Data section:

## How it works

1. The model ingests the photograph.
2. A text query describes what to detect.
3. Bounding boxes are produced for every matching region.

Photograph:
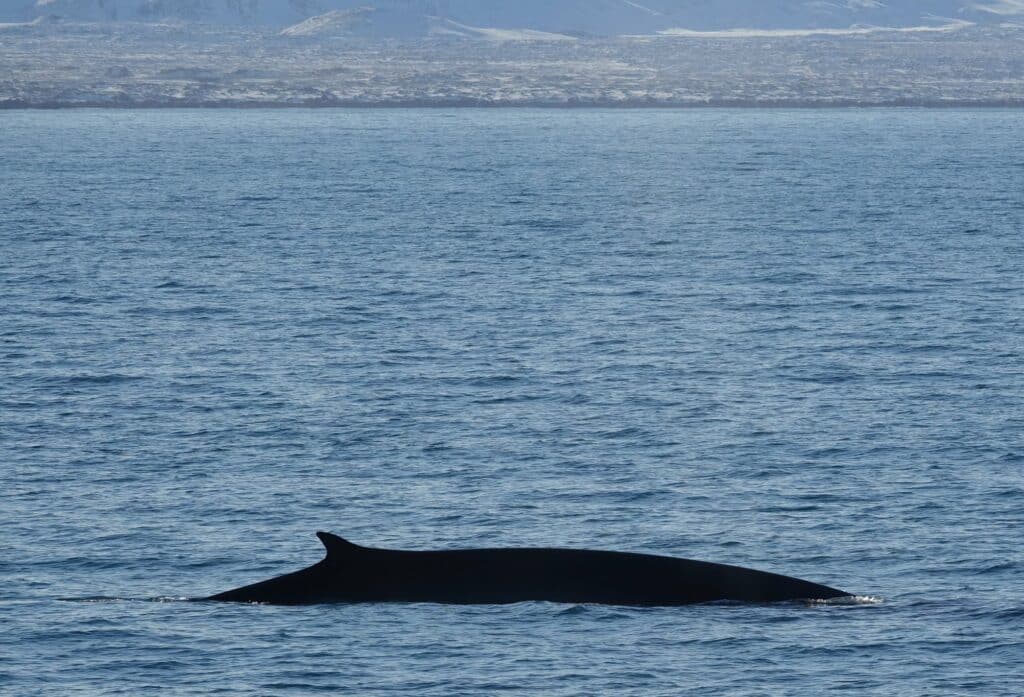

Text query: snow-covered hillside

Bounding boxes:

Directions: Can you return the material above word for word, leaving out the picture?

Task answer:
## How it works

1. The model ingests the photograph.
2. A text query describes what to detect.
3. Bounding boxes are produced for every matching region.

Photograph:

Text query: snow-covered hillside

Bounding boxes:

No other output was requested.